## WORK ORDER A
Answer these from the text on litigator burnout:
(i) How does the text define burnout?
(ii) How many times does the writer say they have burnt out?
(iii) How many principles to avoid burnout as a litigator does the text mention?
## WORK ORDER B
Write out the text on litigator burnout word for word, between "- Burnout is" and "to avoid it.", inclusive.

PAGE EXTRACT: Begin

- Burnout is the chronic overuse of emotional, intellectual and physical resources of a person.
- If you are always giving 100 percent or more, there is literally nothing left to give when challenges arise, which leads to burnout.
“Burnout breaks you in ways that do not heal.” I start most of my talks about burnout, legal project management, and attorney well-being with that phrase. I know this because I have burnt out—twice—and the frailties left behind are now mine to live with. After my first burnout, I picked myself up, healed the best I could, started back up again and then eventually burnt out again. That led me to two realizations: (1) I had to find a way to never do this again, and (2) I wanted to tell others how to avoid it.
There are six principles to avoid burnout as a litigator, which I will address in two Practice Points. In this Part 1, we focus on the attorney as an individual. In Part 2, we will focus on attorneys who may be in a managerial role.

PAGE EXTRACT: End
INPUT DATA: Begin

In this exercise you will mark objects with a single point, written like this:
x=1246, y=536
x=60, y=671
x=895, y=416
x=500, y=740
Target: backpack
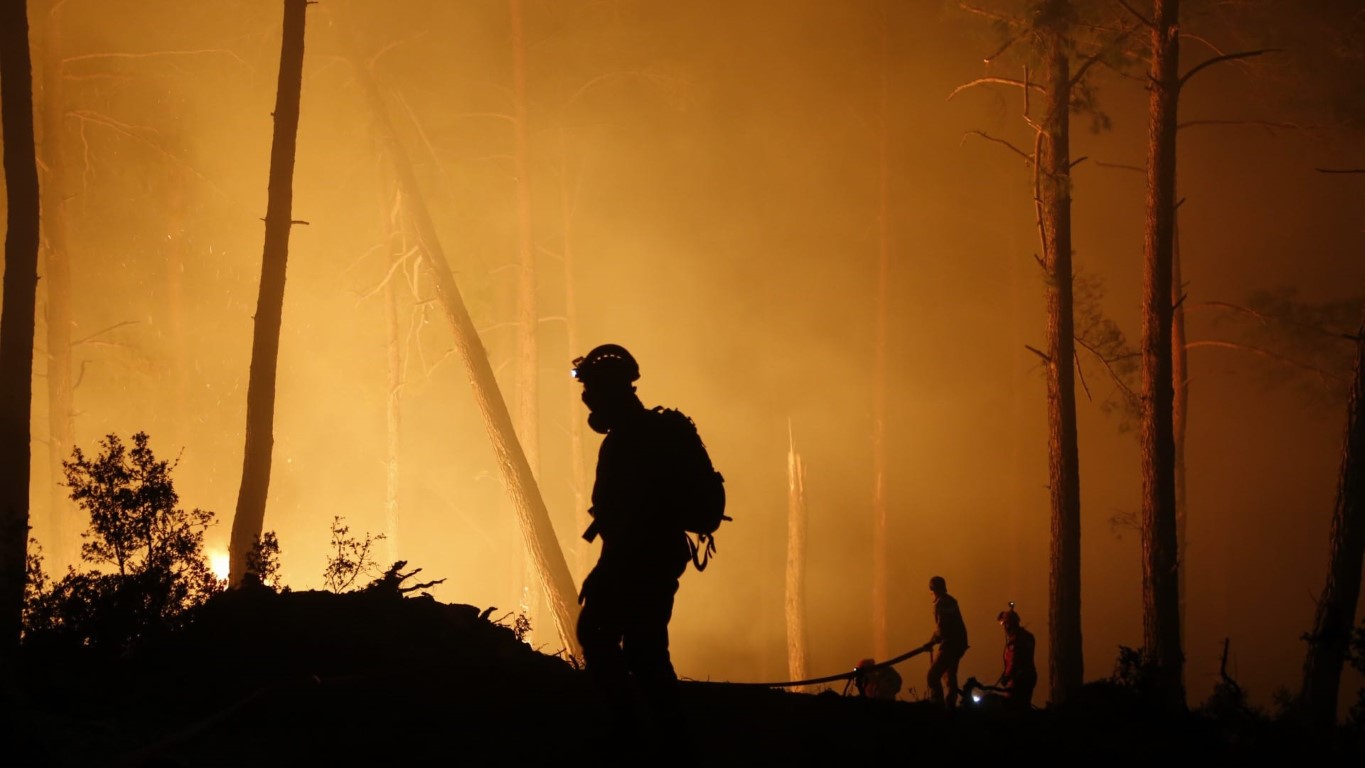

INPUT DATA: End

## ANSWER AREA A
(i) Burnout is the chronic overuse of a person's emotional, intellectual and physical resources.
(ii) Twice.
(iii) Six.

## ANSWER AREA B
- Burnout is the chronic overuse of emotional, intellectual and physical resources of a person.
- If you are always giving 100 percent or more, there is literally nothing left to give when challenges arise, which leads to burnout.
“Burnout breaks you in ways that do not heal.” I start most of my talks about burnout, legal project management, and attorney well-being with that phrase. I know this because I have burnt out—twice—and the frailties left behind are now mine to live with. After my first burnout, I picked myself up, healed the best I could, started back up again and then eventually burnt out again. That led me to two realizations: (1) I had to find a way to never do this again, and (2) I wanted to tell others how to avoid it.